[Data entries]
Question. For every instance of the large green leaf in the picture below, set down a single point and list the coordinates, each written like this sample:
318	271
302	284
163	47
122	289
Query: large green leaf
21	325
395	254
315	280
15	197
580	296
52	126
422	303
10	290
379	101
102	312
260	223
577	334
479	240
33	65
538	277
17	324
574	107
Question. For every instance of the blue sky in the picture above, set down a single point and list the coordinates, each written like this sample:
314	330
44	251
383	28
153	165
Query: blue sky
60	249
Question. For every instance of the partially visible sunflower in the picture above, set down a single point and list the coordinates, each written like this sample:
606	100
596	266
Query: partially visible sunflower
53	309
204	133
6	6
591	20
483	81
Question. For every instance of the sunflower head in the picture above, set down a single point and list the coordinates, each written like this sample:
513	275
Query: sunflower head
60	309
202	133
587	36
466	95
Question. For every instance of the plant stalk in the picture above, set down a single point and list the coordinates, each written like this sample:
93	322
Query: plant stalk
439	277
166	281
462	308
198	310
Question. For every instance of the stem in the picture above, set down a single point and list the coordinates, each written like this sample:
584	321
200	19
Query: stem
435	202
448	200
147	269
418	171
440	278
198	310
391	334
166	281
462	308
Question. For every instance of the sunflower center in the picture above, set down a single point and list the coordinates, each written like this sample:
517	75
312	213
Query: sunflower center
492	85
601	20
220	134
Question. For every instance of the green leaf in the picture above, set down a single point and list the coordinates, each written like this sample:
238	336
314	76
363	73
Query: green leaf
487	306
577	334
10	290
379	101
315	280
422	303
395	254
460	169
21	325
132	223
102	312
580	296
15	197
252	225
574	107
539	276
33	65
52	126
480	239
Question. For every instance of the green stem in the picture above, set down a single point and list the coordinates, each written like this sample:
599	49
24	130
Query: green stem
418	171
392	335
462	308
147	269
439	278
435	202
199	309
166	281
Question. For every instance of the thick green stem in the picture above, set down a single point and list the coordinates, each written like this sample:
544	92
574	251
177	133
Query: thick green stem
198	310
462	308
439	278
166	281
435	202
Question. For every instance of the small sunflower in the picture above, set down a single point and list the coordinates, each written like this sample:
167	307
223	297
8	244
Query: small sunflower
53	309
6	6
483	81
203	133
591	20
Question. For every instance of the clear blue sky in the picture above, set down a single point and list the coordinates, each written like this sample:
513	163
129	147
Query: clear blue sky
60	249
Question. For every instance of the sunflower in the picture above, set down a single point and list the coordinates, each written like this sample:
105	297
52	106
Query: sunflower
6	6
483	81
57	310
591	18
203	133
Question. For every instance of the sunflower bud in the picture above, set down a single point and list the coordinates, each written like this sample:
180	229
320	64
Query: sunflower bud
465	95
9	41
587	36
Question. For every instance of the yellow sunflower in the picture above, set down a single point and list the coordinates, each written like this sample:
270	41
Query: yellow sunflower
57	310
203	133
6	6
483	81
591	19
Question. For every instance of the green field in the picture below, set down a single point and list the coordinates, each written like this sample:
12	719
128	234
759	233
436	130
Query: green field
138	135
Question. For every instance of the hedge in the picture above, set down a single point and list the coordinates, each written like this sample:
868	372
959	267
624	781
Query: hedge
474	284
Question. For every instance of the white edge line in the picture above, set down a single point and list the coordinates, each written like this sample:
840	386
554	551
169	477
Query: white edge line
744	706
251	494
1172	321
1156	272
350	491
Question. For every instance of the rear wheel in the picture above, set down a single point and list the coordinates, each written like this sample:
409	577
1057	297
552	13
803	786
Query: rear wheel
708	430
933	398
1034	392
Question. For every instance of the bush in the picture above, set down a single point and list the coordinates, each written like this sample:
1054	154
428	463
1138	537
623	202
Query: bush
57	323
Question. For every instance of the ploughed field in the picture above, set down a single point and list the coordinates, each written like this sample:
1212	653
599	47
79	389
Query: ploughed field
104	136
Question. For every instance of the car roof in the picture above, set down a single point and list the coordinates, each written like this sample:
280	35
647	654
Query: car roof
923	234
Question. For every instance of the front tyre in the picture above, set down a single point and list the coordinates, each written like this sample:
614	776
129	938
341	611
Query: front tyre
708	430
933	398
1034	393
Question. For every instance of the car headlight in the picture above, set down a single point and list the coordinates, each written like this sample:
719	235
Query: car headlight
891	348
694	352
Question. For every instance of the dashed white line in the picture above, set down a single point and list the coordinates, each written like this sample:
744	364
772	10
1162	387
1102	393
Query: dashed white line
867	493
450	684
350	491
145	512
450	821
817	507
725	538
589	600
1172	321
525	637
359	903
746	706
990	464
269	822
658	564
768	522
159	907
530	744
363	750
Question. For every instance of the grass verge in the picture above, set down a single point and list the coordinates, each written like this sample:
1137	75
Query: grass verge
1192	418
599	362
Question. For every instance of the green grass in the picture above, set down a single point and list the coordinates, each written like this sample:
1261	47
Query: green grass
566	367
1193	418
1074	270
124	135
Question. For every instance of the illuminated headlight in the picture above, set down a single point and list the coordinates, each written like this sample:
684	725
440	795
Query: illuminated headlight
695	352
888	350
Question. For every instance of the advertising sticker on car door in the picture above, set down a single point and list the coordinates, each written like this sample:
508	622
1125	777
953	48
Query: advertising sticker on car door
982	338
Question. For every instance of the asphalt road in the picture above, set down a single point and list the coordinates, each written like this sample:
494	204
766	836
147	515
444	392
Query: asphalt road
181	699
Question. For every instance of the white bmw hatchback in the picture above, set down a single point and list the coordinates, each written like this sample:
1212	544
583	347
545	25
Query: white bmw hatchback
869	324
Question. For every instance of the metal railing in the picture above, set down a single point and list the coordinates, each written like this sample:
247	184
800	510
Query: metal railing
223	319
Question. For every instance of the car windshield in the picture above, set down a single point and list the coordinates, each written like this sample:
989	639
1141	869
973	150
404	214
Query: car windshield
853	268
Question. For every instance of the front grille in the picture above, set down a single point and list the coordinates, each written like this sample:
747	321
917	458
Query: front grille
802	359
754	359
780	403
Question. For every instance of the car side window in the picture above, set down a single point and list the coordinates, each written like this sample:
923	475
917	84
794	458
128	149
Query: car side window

### Your objective
Give only the lines from the one holding "Query: small sunflower" through the one holding "Question. For every instance of the sunflower in", each restated exactly as it appears above.

### Task answer
Query: small sunflower
53	309
6	6
483	81
203	133
591	20
Question. For every instance of the clear blue sky in the picture above, set down a single point and list the coordinates, each written like this sample:
513	163
129	147
Query: clear blue sky
60	249
Question. For every instance of the sunflower in the picture above, set down a single point and list the coordinates, each written like this sample:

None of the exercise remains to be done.